> [Data provided]:
# # #

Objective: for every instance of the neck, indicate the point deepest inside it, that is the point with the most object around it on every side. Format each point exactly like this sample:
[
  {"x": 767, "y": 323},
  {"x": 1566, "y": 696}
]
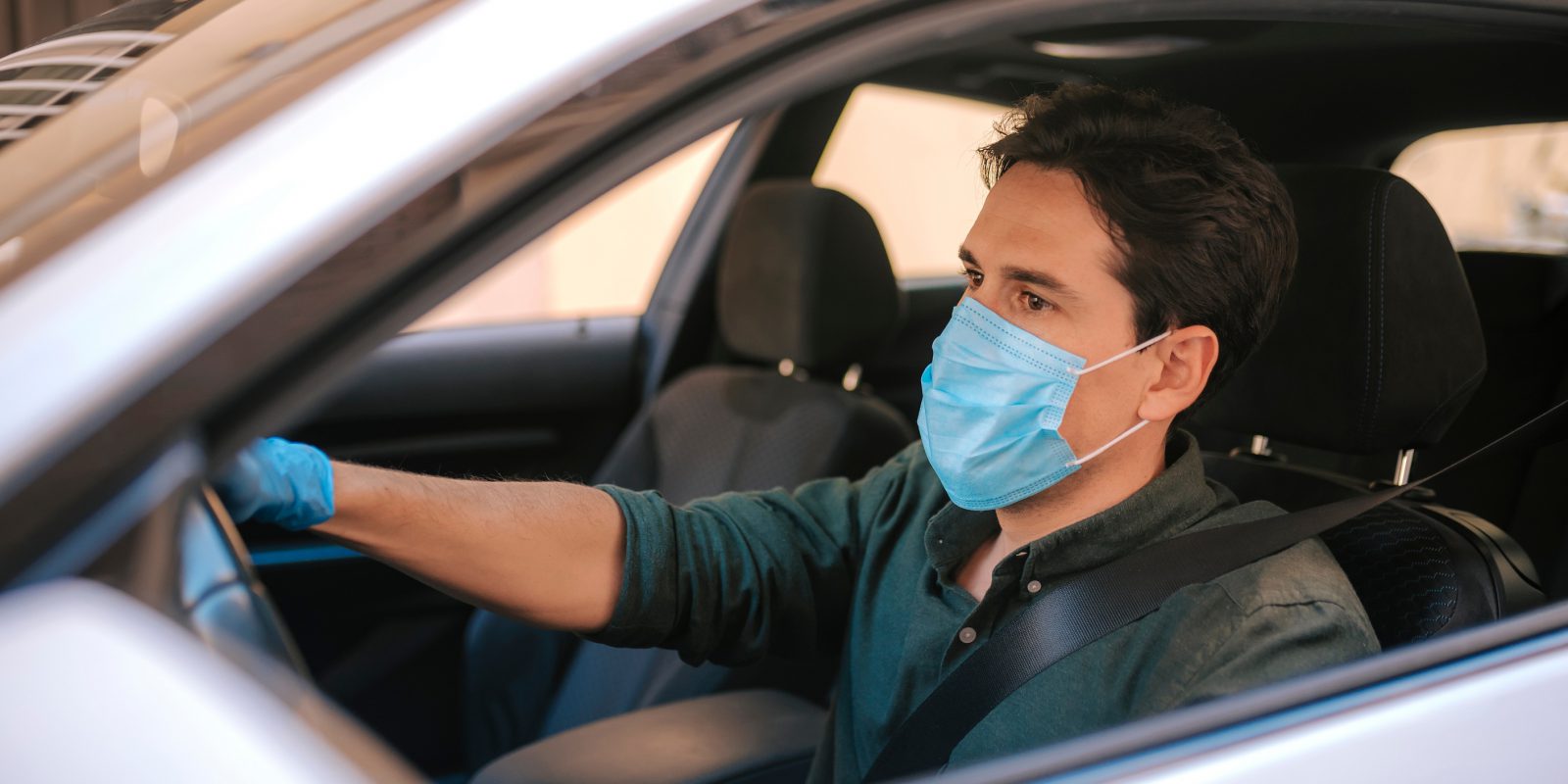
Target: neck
[{"x": 1098, "y": 486}]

# # #

> [Directions]: The entries above are to be copied exactly, with every picture left out.

> [Problem solution]:
Objective: for every instance of the neck, indicate the point deepest inside it, that is the point with the most object around it on every side. Format each point exactly like this sample:
[
  {"x": 767, "y": 323},
  {"x": 1566, "y": 696}
]
Target: neck
[{"x": 1098, "y": 486}]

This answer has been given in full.